**RECORD EXCERPTS:**
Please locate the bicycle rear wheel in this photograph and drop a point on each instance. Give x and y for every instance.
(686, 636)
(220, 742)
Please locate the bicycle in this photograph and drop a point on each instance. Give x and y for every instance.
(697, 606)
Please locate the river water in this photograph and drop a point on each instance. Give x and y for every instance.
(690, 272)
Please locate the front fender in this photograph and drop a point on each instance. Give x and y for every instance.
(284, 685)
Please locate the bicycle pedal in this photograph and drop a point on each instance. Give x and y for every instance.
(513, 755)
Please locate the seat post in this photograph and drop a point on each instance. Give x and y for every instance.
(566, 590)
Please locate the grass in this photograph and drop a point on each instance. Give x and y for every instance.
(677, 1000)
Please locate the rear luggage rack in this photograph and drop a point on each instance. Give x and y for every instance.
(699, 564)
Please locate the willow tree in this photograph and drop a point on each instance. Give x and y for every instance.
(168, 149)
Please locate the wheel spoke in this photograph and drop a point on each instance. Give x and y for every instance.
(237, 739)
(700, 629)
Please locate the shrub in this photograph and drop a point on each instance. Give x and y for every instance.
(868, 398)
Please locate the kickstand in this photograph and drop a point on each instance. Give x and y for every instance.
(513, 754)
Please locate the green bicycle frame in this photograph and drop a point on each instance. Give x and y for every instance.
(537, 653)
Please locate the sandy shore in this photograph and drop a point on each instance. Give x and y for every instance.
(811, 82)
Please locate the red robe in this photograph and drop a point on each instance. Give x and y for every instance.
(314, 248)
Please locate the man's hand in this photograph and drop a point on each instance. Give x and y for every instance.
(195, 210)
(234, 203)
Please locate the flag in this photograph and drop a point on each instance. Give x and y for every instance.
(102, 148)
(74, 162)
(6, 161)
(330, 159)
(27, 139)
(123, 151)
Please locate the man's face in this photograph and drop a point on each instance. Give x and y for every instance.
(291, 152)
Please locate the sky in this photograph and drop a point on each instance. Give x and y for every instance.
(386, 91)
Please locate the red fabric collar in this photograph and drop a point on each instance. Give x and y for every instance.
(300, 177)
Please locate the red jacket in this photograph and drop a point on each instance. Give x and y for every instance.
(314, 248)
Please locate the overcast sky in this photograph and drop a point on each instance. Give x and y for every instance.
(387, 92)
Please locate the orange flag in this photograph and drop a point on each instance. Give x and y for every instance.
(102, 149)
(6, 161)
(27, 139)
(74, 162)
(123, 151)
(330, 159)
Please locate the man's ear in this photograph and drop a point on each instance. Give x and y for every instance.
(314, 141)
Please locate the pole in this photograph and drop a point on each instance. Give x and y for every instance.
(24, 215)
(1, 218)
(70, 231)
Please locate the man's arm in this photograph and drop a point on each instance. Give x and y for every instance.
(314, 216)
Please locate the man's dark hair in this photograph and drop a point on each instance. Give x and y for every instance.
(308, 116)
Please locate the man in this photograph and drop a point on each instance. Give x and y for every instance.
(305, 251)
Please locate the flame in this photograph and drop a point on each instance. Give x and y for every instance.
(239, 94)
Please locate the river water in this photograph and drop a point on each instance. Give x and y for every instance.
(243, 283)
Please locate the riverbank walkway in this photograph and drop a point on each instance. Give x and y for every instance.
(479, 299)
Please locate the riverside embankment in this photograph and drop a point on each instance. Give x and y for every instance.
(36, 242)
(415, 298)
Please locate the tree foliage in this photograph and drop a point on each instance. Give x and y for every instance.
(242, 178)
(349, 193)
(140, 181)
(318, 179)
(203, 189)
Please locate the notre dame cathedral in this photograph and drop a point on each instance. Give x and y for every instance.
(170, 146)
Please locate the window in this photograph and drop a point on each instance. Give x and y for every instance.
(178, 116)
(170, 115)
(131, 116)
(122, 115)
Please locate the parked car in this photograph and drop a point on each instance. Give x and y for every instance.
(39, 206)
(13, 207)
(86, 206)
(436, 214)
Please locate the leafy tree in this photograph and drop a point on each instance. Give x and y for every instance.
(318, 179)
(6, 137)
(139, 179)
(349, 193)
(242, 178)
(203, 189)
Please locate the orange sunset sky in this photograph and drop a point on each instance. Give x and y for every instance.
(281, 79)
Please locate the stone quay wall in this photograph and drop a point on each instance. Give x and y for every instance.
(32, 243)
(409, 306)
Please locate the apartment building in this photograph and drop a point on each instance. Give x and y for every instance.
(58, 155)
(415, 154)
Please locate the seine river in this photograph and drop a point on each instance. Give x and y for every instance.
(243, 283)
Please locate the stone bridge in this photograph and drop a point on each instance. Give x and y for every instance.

**WHAT IS BEING ASKED:**
Reproduce every entry above verbatim, preserving each character, line break, and coordinate without alteration.

**CORRECT RESULT:**
Please locate the bicycle rear wheel in this photograph and drop a point on each instance. Give x and y for every instance.
(686, 636)
(220, 742)
Please locate the bicycle in this photograph and drop a point on each instance. Give x and y for every instance.
(697, 606)
Please locate the river water in this photograph and drop a point on each instance. Give x and y for every instance.
(690, 272)
Please locate the front fender in this photograph and drop a point on each instance. Give x and y for every instance.
(284, 685)
Please locate the bicycle pedal in this photograph and drop a point on each instance. Give x and y for every instance.
(513, 755)
Please locate the seat post in this photograph and drop a point on each instance. Give x and y for every instance.
(566, 590)
Please locate the grass in this photograph and drop a point on each instance. Give x and y for every instance.
(677, 1000)
Please locate the rear luggage rack in this photograph and drop a point on each instance. Give x and y for every instance.
(699, 564)
Please locate the willow tree in this photograph and drop a point on each instance. Give x and y for every instance.
(168, 149)
Please locate the wheel spoke in this photograph and drop a point on each instance. Give x and y for every instance.
(237, 739)
(700, 629)
Please locate the shrub in this photograph and drop a point on each instance. Give x and y for every instance.
(868, 398)
Please locate the kickstand in this photograph and drop a point on each instance. Give x and y for every instance.
(513, 754)
Please locate the green bicycle frame in this photograph and drop a point on each instance. Give x and y for every instance.
(537, 653)
Please locate the sandy shore in this photograph and drop a point on each instance. Give x and y for every instance.
(811, 82)
Please locate the red robe in this photograph and drop a point on each instance. Give x and y for every instance.
(314, 248)
Please locate the man's hand in this photograph and drop a point on each instance. Give x and y for every instance.
(195, 210)
(234, 203)
Please locate the flag in this photograph and drop a point on each instance. Give x and y for every instance.
(102, 148)
(74, 162)
(6, 161)
(330, 159)
(27, 139)
(123, 151)
Please locate the man's face in this photograph and drop a point on each instance. Give x and y for every instance.
(291, 152)
Please locate the sky in this photograph and drop a point on each instance. Give x and y for every instance.
(386, 91)
Please locate the red fabric collar in this photograph and drop a point on each instance. Give x and y for every instance.
(300, 177)
Please locate the red jacket in this photograph and drop a point on each instance. Give x and y for every instance.
(314, 248)
Please locate the overcast sky in this photograph and drop a point on each instance. Give x and y for every instance.
(387, 92)
Please locate the orange flag in this photograph and drop a point on each instance. Give x and y for every instance.
(102, 149)
(6, 161)
(27, 139)
(74, 162)
(123, 151)
(330, 159)
Please locate the man's ear in this photograph and drop a point on each instance. Give x and y for every instance.
(314, 141)
Please locate the pole in this photograph and drop a point on each instance. Give x and y for every instance.
(24, 215)
(1, 218)
(70, 231)
Please locate the man's arm in this photograph and drop a point on each instance. Give x and y for every instance.
(314, 216)
Please locate the man's dark hair in this photograph and drop a point on each instance. Give x and y for every instance.
(308, 116)
Please locate the man in this photograph and drop a point on each instance. Give x and y for every instance.
(305, 251)
Please locate the flame in this photograph and drop a point on each instance. Give x and y for every instance.
(239, 94)
Please locate the river water in this photograph and drop a point on each instance. Give x and y for every instance.
(243, 283)
Please locate the riverbank walkway in this photograph and drop a point on each instance. Give x and y for every instance.
(479, 299)
Please locate the riverside embankment in this photograph and drop a point on each instance. Give x and y for every instance.
(36, 242)
(415, 298)
Please locate the tree foliage in this photograph and drop a point on each instance. Give x and y for every instance.
(242, 178)
(349, 193)
(140, 181)
(318, 179)
(203, 189)
Please locate the notre dame cathedral in this photograph and drop a point on each instance. Give x and y for every instance.
(170, 146)
Please locate the window in this photograph and drop a point on each instance. Give x and y for every instance.
(178, 116)
(170, 115)
(131, 116)
(122, 115)
Please locate the parked car in this photograph and drop a point on each instance. Give x and y for every instance.
(39, 206)
(13, 207)
(86, 206)
(436, 214)
Please locate the leafy tree in this photograph and drop a point on each instance. Give x and y for every instance.
(318, 179)
(6, 137)
(139, 179)
(349, 193)
(242, 178)
(203, 189)
Please locate the orange sunset sky in this photograph and drop a point on each instance. Give x and y for every instance.
(281, 79)
Please locate the stone quay wall in this photograph and drop a point on each instance. Give x and y for every instance.
(32, 243)
(409, 306)
Please locate the apartment building in this photograph and drop a point on each instance. Give x and y for every instance.
(58, 155)
(415, 154)
Please locate the seine river in this photograph and drop a point on each instance. Give x and y for every instance.
(243, 283)
Please locate the stone bridge in this photograph and drop a point on each instance. Give x and y for every instance.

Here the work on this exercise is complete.